◆ **TEXT PASSAGE**:

Begin

Two parallel and opposite forces each 5000 N are applied tangentially to the upper and lower faces of a cubical metal block of side 25 cm. the angle of shear is (The shear modulus of the metal is 80 Gpa)

To find the angle of shear for the given cubical metal block, we can follow these steps: ### Step 1: Identify the Given Values - Force applied (F) = 5000 N - Side of the cube (L) = 25 cm = 0.25 m (convert to meters) - Shear modulus (G) = 80 GPa = 80 × 10^9 Pa (convert to Pascals) ### Step 2: Calculate the Area of the Faces The area (A) of one face of the cube can be calculated using the formula: \[ A = L^2 \] Substituting the value of L: \[ A = (0.25 \, \text{m})^2 = 0.0625 \, \text{m}^2 \] ### Step 3: Calculate the Shear Stress Shear stress (τ) is defined as the force (F) applied per unit area (A): \[ \tau = \frac{F}{A} \] Substituting the values: \[ \tau = \frac{5000 \, \text{N}}{0.0625 \, \text{m}^2} = 80000 \, \text{Pa} \] ### Step 4: Relate Shear Stress to Shear Modulus and Angle of Shear The relationship between shear stress (τ), shear modulus (G), and angle of shear (θ) is given by: \[ \tau = G \cdot \theta \] Rearranging this to find the angle of shear: \[ \theta = \frac{\tau}{G} \] ### Step 5: Substitute the Values to Find Angle of Shear Substituting the values of τ and G: \[ \theta = \frac{80000 \, \text{Pa}}{80 \times 10^9 \, \text{Pa}} \] Calculating this gives: \[ \theta = 1 \times 10^{-6} \, \text{radians} \] ### Final Answer The angle of shear is: \[ \theta = 1 \times 10^{-6} \, \text{radians} \]

End

◆ **TASK SET**:
1. Summarize the shear-angle solution in two sentences.
2. Answer these questions from the shear-angle solution:
(a) What is the side of the cube once it is converted to meters?
(b) What value does the solution find for the shear stress?
(c) What equation relates shear stress, shear modulus, and angle of shear?
The material after this point comes from a separate source.

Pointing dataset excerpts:
Begin

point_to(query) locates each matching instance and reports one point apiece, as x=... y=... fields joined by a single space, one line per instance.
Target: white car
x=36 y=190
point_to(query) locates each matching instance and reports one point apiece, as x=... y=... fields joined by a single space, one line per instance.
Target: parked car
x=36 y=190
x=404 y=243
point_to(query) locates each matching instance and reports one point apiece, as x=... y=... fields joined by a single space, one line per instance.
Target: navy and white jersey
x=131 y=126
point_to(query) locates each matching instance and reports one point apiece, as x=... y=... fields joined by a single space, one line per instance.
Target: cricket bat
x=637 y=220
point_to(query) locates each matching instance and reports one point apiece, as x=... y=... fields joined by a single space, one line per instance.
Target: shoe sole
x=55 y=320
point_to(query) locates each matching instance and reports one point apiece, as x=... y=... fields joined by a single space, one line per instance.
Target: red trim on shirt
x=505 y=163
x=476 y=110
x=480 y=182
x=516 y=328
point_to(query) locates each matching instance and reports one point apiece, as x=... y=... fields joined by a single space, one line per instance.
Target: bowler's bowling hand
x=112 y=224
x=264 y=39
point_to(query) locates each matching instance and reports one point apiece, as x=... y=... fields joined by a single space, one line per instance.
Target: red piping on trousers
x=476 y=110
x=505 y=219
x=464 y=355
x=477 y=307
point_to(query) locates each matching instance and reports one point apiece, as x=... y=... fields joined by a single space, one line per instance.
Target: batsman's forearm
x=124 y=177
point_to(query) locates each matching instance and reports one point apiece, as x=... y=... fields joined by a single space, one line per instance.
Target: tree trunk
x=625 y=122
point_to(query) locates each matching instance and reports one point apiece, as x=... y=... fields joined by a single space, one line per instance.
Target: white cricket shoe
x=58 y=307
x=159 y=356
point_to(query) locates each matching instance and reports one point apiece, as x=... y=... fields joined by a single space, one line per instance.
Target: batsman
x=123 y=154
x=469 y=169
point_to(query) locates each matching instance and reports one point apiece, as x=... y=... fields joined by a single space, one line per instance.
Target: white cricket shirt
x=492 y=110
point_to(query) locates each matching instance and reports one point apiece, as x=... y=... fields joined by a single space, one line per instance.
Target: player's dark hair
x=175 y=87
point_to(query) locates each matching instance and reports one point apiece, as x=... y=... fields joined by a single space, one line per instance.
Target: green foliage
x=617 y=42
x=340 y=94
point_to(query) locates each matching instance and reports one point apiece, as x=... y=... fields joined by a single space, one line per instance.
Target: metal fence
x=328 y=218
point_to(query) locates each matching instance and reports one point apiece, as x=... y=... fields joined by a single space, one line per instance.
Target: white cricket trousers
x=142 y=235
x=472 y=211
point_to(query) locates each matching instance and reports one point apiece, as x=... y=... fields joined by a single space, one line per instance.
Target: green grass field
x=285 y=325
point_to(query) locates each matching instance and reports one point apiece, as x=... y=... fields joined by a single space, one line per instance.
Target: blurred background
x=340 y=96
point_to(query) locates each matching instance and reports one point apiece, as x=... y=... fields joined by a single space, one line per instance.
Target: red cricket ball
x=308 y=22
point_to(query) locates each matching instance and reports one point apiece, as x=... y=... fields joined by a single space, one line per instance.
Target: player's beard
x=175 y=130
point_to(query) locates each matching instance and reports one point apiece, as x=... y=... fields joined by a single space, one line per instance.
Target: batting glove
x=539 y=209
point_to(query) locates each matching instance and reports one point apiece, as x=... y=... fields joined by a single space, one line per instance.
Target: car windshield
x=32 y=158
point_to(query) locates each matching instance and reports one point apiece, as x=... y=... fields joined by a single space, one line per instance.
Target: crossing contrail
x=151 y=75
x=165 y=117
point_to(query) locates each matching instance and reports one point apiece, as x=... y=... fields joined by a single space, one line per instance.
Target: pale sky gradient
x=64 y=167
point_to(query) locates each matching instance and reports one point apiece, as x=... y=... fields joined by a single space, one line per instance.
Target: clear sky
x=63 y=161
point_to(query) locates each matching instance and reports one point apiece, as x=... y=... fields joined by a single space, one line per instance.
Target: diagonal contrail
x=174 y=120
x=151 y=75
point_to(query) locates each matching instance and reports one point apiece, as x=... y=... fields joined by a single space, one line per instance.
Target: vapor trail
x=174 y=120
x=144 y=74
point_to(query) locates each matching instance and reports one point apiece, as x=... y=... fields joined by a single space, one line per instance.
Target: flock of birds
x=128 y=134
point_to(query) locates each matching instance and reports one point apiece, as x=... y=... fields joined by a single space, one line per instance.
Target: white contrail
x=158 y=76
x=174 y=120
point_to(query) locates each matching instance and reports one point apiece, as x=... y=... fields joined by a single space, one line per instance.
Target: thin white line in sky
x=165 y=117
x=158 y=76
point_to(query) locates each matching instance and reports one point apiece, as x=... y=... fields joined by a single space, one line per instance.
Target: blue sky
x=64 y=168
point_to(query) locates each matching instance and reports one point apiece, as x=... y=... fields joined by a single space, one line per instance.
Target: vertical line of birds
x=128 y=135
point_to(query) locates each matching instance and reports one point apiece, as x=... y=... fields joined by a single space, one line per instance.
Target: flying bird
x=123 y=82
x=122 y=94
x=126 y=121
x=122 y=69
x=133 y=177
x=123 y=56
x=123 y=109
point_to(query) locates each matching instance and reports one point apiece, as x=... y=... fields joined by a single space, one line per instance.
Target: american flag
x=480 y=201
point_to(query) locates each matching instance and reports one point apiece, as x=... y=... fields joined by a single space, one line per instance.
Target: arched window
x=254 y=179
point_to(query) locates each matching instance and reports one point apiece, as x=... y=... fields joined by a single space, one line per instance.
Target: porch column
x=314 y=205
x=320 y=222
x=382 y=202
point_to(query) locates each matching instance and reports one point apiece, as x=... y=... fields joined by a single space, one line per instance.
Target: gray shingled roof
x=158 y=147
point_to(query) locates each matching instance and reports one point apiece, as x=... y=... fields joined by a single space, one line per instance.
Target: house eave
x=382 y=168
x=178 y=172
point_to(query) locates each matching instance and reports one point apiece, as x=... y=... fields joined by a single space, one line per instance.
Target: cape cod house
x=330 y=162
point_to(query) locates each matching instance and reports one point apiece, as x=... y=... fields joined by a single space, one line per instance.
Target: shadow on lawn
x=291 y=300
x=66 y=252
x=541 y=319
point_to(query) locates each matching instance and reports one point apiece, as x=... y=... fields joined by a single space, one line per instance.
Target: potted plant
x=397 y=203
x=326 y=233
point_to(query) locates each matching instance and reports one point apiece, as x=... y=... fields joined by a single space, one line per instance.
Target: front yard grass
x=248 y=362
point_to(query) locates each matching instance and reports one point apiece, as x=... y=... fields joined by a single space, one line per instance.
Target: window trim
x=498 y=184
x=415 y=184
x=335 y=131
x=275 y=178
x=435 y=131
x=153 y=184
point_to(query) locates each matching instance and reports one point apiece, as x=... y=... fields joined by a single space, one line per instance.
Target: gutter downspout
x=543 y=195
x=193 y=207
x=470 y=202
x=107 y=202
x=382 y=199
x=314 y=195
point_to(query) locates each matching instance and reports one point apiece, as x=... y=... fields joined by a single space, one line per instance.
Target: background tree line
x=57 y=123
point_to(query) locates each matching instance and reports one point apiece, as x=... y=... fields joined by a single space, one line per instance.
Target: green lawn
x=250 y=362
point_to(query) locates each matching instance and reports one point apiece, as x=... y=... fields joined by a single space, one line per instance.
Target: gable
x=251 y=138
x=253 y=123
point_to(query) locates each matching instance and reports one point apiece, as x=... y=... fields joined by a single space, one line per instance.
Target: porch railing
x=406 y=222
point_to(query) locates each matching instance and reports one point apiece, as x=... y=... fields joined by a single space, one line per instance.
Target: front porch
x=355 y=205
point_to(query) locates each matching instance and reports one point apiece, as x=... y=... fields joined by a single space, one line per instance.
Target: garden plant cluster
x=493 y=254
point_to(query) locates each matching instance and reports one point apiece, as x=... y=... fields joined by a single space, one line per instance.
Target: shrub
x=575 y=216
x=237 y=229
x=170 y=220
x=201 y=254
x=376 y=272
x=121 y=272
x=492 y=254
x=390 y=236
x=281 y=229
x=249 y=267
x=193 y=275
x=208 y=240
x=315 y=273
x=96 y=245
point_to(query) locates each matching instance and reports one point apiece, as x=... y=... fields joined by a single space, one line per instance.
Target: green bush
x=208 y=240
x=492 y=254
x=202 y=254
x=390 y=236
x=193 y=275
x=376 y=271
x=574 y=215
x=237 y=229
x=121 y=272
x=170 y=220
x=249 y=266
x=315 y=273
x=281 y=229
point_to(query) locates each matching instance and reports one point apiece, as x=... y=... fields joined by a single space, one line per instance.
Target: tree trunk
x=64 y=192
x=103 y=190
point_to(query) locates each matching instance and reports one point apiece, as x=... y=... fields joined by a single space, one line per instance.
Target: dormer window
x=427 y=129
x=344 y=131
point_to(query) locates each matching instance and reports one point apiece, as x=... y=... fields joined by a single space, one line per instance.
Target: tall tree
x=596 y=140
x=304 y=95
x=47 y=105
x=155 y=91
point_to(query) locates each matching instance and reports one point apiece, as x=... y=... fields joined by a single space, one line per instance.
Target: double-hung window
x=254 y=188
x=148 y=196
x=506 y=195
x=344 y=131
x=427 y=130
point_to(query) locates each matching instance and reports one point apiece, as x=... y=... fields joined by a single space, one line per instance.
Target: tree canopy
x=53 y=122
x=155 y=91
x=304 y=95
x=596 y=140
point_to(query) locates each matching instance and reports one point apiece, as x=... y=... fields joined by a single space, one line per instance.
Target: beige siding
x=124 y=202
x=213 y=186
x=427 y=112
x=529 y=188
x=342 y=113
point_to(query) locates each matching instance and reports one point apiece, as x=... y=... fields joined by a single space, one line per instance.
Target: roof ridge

End

◆ **EXERCISE ANSWERS**:
1. Two parallel, opposite forces of 5000 N each act tangentially on the upper and lower faces of a cubical metal block with 25 cm sides and a shear modulus of 80 GPa. Dividing the force by the 0.0625 m² face area gives a shear stress of 80000 Pa, and dividing that stress by the shear modulus gives an angle of shear of 1 × 10^-6 radians.

2.
(a) 0.25 m
(b) 80000 Pa
(c) τ = G · θ